Task statement :: Print the listing below verbatim, passing over each picture.

↓↓↓

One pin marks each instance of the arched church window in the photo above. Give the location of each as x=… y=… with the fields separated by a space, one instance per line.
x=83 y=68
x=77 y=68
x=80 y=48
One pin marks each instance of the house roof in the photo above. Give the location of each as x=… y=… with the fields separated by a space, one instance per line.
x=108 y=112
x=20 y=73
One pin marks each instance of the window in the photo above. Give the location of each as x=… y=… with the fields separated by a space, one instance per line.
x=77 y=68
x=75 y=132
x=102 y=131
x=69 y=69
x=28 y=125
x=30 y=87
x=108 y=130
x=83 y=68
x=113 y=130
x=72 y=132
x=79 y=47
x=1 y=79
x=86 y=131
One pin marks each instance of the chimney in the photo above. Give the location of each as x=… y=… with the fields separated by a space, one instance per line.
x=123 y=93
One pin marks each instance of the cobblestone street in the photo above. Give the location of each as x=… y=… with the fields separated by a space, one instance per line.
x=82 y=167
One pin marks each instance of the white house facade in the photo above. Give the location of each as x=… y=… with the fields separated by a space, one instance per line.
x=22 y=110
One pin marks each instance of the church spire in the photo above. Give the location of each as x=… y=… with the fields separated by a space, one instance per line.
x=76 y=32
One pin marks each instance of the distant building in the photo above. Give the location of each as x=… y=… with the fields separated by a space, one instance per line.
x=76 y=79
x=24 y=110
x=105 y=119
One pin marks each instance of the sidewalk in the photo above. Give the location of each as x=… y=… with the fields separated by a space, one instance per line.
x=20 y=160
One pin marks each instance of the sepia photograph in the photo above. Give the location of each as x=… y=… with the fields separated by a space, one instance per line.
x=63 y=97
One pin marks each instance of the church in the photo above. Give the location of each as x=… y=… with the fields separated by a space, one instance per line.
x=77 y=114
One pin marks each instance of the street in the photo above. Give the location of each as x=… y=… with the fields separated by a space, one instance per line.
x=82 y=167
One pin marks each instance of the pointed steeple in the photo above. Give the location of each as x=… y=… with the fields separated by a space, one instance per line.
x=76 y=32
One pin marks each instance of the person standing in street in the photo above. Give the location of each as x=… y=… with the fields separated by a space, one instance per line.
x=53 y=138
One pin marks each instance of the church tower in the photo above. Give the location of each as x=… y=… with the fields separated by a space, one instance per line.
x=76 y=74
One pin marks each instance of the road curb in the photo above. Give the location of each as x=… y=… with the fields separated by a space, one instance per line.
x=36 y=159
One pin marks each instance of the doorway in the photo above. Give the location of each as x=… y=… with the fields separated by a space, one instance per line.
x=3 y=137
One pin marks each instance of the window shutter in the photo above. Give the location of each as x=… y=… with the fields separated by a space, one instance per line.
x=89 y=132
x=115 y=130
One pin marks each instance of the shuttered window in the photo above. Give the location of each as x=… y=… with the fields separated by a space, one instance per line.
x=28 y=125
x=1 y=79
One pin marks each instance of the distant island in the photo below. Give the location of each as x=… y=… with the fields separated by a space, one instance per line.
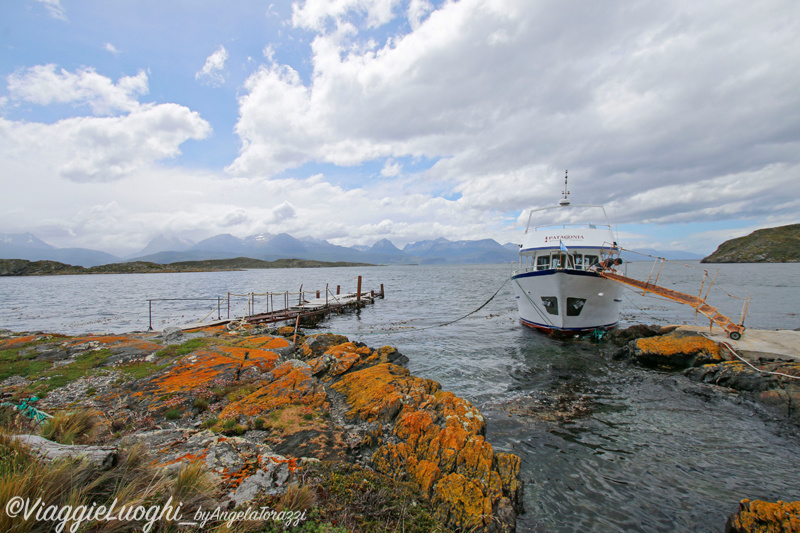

↑↑↑

Task output ::
One pin marks each instance of the arched church window in the photo above. Give the location of each as x=… y=… with the fields separated by a space, one instance per line.
x=83 y=68
x=77 y=68
x=80 y=48
One pin marks each instance of the house roof in the photo above. Give the location of each as x=… y=… with the fields separated by a space, one instance per line.
x=108 y=112
x=20 y=73
One pin marks each instance of the window in the photo above. Give the location of each as x=… y=… with the fields separated by a space, one instance per line.
x=77 y=68
x=75 y=132
x=102 y=131
x=69 y=69
x=28 y=125
x=30 y=87
x=108 y=130
x=83 y=68
x=113 y=130
x=72 y=132
x=79 y=47
x=1 y=79
x=86 y=131
One pin marks each instance of the chimney in the photo above. Give the location of each as x=… y=… with the fields separated by a space, one instance per line.
x=123 y=93
One pin marks each instance of the cobblestone street in the photo above. Give the location of each as x=… y=… with the fields separated by a space, one instance per line.
x=82 y=167
One pin marks each instance of the white house facade in the photo above. Give the location of each as x=… y=… with the fields separated by a space, one instance per line.
x=22 y=110
One pin marks each instance of the church spire in the photo above. Give the location of each as x=… y=… with the fields separated by a space, one instance per line.
x=76 y=32
One pin marks each instance of the distant building in the photo above. Give the location of each as x=… y=… with the fields separated by a space, one instance per line.
x=76 y=79
x=24 y=110
x=105 y=119
One pin marks each instance of the sidewalk in the photo above. Give the location of each as x=… y=… with the fields separated by a space, one instance per line.
x=20 y=160
One pin marks each instance of the sepia photograph in the photo above. Give the location of each as x=… y=… with the fields separated by a space, one instance per line.
x=63 y=97
One pin marks each instance of the church in the photo above. Give the location of each as x=… y=… with the fields separated by a space, one instance per line.
x=77 y=114
One pin marks each instance of the street in the photo above. Give the location of each as x=… y=… with the fields separated by a space, one instance per line.
x=82 y=167
One pin marks each instance of the pointed steeple in the photo above. Give the location of each as x=… y=… with the fields separated by a space, one instance per line.
x=76 y=32
One pin marks each instance of the person standing in street in the photo above. Give the location of each as x=… y=… with the fields separated by a space, one instance per line.
x=53 y=138
One pin marks each instance of the church tower in the photo above. Give the location of each as x=… y=… with the fields separated by a space, one instance per line.
x=76 y=74
One pin marks each instance of the road curb in the photo above. Give the location of each as x=… y=… with the fields separated by a space, one instance per line.
x=36 y=159
One pin marks each instance of the doorway in the photo above. Give the location of each as x=… y=… with the fields separated by a space, one instance per line.
x=3 y=137
One pin marks each instance of the window shutter in the photo above. Give the location of each as x=… y=… with the fields separated by a space, one instance per line.
x=89 y=132
x=115 y=130
One pin marks each instance of the shuttered window in the photo above. Give the location of each as x=… y=… with the fields separated by a space, one instance per line.
x=28 y=125
x=1 y=79
One pin marks each instance of the distant island in the photo below. Give the location of each as x=… y=… with the fields separated by a space, one instance per line.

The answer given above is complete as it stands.